- **Wybrany fragment**:
──────

Patrz w miłosierne serce

Mija 25 lat od beatyfikacji siostry Faustyny Kowalskiej. Wiele o niej wiemy, ciągle jednak wychodzą na jaw nowe fakty, takie jak jej pobyt w Walendowie

Właśnie mija 25 lat od beatyfikacji teraz już świętej siostry Faustyny Kowalskiej. Wydaje się, że już tak wiele o niej słyszeliśmy i nic nas nie zaskoczy, a jednak. Tak było z pobytami s. Faustyny w Walendowie. Apostołka Bożego Miłosierdzia była tam dwa razy oficjalnie, potem przed śmiercią znalazła się tam dzięki bilokacji, by ratować siostrę Placydę.

──────

- **Treść zadania**:
Skróć akapit z fragmentu o siostrze Faustynie zaczynający się od słów „Właśnie mija 25 lat”, zachowując jego główne fakty. Do pracy z fragmentem o siostrze Faustynie wpisy nie są potrzebne.

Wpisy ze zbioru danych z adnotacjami
──────

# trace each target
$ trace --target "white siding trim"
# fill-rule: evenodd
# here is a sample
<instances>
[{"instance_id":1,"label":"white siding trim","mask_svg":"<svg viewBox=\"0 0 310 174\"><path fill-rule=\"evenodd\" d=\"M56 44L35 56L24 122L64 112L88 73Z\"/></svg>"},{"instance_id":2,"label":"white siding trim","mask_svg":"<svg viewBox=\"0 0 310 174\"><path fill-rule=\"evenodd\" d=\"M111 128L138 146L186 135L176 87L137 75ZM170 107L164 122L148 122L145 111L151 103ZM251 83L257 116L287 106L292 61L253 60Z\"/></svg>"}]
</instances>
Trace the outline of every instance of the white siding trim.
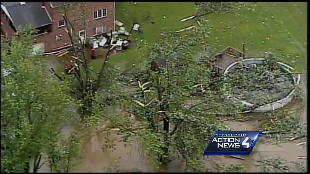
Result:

──────

- **Odpowiedź**:
Mija 25 lat od beatyfikacji świętej już siostry Faustyny Kowalskiej. Choć wiele o niej słyszeliśmy, wciąż coś zaskakuje, jak jej pobyty w Walendowie. Była tam dwa razy oficjalnie, a przed śmiercią znalazła się tam dzięki bilokacji, by ratować siostrę Placydę.